* 取り組む内容: 次に示す、愛・所属の欲求が弱い子どもについての解説文を、最後の文の後から書き続けなさい。

* 抜粋:
================

解説・説明 (子ども)
愛・所属の欲求が弱い人
- 子ども
- 弱い欲求

愛し・愛されたいと思う欲求
愛・所属の欲求とは、親子や夫婦、友人など、自分以外の誰かと「親しくなりたい」「関わりたい」「愛し愛されたい」と思う欲求です。この欲求が弱い人は、ずっと誰かといたり、グループに所属していたりしなくても気にならない傾向があるでしょう。
愛・所属の欲求が弱い子は「一人でも活動できるタイプ」
考え方や行動の傾向
危ない橋を渡ることもいとわないタイプです。健康・安全・貯金よりも、自分のしたいことに全力でエネルギーを注ぎます。結果的に、自ら多くの経験を積んでいくでしょう。
気にならないこと
- 周囲との関わりの少なさ
- 1人で行動すること
- スキンシップの少なさ
ポイント
愛・所属の欲求が弱い子は、グループに入らなくてもあまり気にならないタイプです。愛情表現がわかりにくく、周囲から誤解を受ける可能性があるため、人に伝わる表現の仕方や、他者と心地よく付き合う方法を身につけることが大切です。
周囲からの愛情はきちんと受け取っているため、保護者の方は積極的に声をかけ、愛情を伝えていきましょう。

================

* 提供された情報:
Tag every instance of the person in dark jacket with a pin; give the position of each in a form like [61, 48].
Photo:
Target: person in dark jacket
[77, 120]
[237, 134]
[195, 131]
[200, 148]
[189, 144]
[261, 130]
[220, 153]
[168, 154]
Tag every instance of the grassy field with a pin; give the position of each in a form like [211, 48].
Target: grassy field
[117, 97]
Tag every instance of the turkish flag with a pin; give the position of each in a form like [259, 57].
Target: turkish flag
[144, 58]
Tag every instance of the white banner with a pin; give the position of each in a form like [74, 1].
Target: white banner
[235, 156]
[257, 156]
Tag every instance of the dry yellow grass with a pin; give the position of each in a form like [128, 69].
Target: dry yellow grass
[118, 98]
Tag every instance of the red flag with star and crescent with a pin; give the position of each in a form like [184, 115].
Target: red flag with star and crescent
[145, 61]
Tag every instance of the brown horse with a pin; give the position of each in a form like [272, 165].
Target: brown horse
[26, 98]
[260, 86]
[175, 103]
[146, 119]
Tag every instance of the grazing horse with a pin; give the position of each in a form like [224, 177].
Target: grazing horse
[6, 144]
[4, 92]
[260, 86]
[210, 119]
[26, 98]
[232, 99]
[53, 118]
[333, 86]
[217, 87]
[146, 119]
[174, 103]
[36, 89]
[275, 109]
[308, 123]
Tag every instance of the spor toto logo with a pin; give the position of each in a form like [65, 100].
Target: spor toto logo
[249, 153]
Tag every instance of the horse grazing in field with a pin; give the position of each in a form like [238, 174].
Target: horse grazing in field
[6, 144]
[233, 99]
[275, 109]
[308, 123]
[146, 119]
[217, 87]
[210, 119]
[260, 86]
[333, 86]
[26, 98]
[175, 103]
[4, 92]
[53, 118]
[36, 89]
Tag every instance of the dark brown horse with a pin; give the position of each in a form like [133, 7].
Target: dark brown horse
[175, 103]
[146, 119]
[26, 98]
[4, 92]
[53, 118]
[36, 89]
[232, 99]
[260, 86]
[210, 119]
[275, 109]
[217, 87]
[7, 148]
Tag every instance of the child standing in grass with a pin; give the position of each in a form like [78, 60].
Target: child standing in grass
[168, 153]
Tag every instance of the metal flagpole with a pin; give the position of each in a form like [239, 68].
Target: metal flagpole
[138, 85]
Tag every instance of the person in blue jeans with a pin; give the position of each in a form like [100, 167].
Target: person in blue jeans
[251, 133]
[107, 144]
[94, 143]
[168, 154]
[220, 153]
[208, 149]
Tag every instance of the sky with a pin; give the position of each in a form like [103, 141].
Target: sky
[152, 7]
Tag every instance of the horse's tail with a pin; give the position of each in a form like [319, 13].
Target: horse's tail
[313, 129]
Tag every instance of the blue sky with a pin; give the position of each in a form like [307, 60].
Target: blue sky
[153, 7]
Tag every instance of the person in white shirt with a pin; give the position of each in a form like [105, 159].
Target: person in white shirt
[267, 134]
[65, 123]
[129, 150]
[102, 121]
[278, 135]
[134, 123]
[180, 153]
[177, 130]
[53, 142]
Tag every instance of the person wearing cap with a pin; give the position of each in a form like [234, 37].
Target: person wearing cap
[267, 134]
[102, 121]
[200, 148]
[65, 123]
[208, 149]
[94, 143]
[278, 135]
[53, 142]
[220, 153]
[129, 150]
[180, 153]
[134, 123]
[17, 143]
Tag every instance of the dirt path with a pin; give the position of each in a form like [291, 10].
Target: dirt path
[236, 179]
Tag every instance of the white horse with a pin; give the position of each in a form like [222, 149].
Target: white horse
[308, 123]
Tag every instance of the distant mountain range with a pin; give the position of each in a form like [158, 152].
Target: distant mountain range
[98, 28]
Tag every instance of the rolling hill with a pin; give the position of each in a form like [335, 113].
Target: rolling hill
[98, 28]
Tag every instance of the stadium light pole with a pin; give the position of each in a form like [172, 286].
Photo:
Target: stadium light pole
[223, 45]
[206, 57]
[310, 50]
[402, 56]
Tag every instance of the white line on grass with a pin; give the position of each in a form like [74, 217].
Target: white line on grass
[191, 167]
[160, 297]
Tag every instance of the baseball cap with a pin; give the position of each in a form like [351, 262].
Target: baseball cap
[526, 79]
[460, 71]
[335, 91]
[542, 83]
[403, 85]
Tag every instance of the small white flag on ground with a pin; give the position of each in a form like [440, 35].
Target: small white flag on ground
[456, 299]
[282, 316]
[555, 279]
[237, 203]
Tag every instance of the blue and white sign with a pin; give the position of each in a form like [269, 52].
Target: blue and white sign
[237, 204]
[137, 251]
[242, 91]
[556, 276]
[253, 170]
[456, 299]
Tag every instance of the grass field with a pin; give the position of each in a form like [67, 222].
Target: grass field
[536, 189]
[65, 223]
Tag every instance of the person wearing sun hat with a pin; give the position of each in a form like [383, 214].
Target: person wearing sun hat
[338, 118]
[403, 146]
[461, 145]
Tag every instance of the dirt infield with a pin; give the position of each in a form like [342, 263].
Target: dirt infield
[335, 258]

================

* 解答:
愛・所属の欲求が弱い子のための8か条
Base(ふだんの関わり)

愛情表現は、人それぞれ
愛・所属の欲求が弱くても、周囲からの愛情はきちんと伝わっています。家族や友人への愛情を持ち合わせており、控えめながら他者に愛情を伝えようと行動できます。
気持ちが伝わっているか不安になる時は、お子さんなりに愛情表現してくれると信じ、個性を受け止めていきましょう。
相手に合わせた愛情表現を知る
愛情表現の方法は、人それぞれ。しかし、愛情表現が少ないことで誤解を招くことがあるかもしれません(特に愛・所属の欲求が強い人と関わる時)。
適切な愛情表現を学ぶためには、自分と同じように「愛情表現が少なくても気にならない人ばかりではない」と知らせていく必要があります。他者と心地よい関係を築くために、日々の小さなやり取りを通して、思いやりや気遣いの必要性を教えていきましょう。「ありがとう」「大丈夫?」「手伝おうか?」などの声かけを促し、自分でも使えるようにしていきます。
こうした意識的な関わりで愛情表現のレパートリーを増やし、お子さんが自分の気持ちを伝えられるようにサポートしていきましょう。
ちょっとした気づきを言葉に
「お父さん/お母さんが気にかけてくれている」と知るだけで、子どもは嬉しく感じるもの。それは愛・所属の欲求が弱いお子さんも同じです。
お子さんに気持ちを伝えるために、日々の生活で気付いたことがあれば、その都度言葉にしていきましょう。
「最近なににハマっているの?」「今日は嬉しそうだね」「この本最近よく読んでいるね」などの声かけで、お子さんを気にかけていることは伝わります。お子さんの反応が薄くても心配せず、継続して関わりましょう。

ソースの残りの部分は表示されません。